#### [INFORMATION PROVIDED]
*** Begin section ***
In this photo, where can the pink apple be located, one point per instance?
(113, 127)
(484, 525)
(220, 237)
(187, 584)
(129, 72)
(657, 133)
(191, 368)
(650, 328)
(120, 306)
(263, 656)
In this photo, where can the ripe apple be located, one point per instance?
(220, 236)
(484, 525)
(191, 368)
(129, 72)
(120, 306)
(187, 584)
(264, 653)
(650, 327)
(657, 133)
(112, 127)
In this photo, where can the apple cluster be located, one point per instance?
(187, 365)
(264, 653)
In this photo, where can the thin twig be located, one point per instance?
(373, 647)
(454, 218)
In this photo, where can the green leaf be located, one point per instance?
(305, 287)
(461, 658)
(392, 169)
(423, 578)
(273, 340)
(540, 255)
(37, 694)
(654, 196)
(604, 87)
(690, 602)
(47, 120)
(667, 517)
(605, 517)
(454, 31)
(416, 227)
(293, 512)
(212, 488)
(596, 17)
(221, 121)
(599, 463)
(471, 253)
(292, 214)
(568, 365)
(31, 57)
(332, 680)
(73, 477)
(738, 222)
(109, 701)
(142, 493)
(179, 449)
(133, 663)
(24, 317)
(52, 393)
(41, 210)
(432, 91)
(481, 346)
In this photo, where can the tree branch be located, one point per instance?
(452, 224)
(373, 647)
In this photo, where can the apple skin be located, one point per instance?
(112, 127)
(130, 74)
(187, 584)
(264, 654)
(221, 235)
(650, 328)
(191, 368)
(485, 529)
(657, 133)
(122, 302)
*** End section ***
#### [PROBLEM DESCRIPTION]
An exact copy of every record is required here.

#### [EXERCISE OUTPUT]
In this photo, where can the pink apple be located, one point per instance?
(113, 127)
(484, 525)
(220, 237)
(187, 584)
(129, 72)
(657, 133)
(191, 368)
(650, 328)
(120, 306)
(263, 656)
In this photo, where can the ripe apple be located, one point per instance?
(220, 236)
(484, 525)
(191, 368)
(129, 72)
(120, 306)
(187, 584)
(264, 653)
(650, 327)
(657, 133)
(112, 127)
In this photo, where can the apple cluster be located, one point per instance?
(187, 365)
(264, 653)
In this photo, where can the thin twig be located, one point per instance?
(373, 647)
(454, 218)
In this photo, where can the green leaf be located, one point per instance?
(305, 287)
(461, 658)
(392, 169)
(423, 578)
(273, 340)
(540, 255)
(37, 694)
(654, 196)
(604, 87)
(690, 602)
(47, 120)
(667, 517)
(605, 517)
(454, 31)
(416, 227)
(293, 512)
(212, 488)
(596, 17)
(221, 121)
(599, 463)
(471, 253)
(292, 214)
(568, 365)
(31, 57)
(332, 680)
(73, 477)
(738, 222)
(109, 701)
(142, 493)
(179, 449)
(133, 663)
(24, 317)
(52, 393)
(41, 210)
(432, 91)
(481, 346)
In this photo, where can the tree branch be located, one point per instance?
(452, 224)
(373, 647)
In this photo, where can the apple skin be located, one point per instance?
(112, 127)
(130, 74)
(187, 584)
(264, 654)
(221, 235)
(650, 328)
(191, 368)
(485, 529)
(657, 133)
(122, 302)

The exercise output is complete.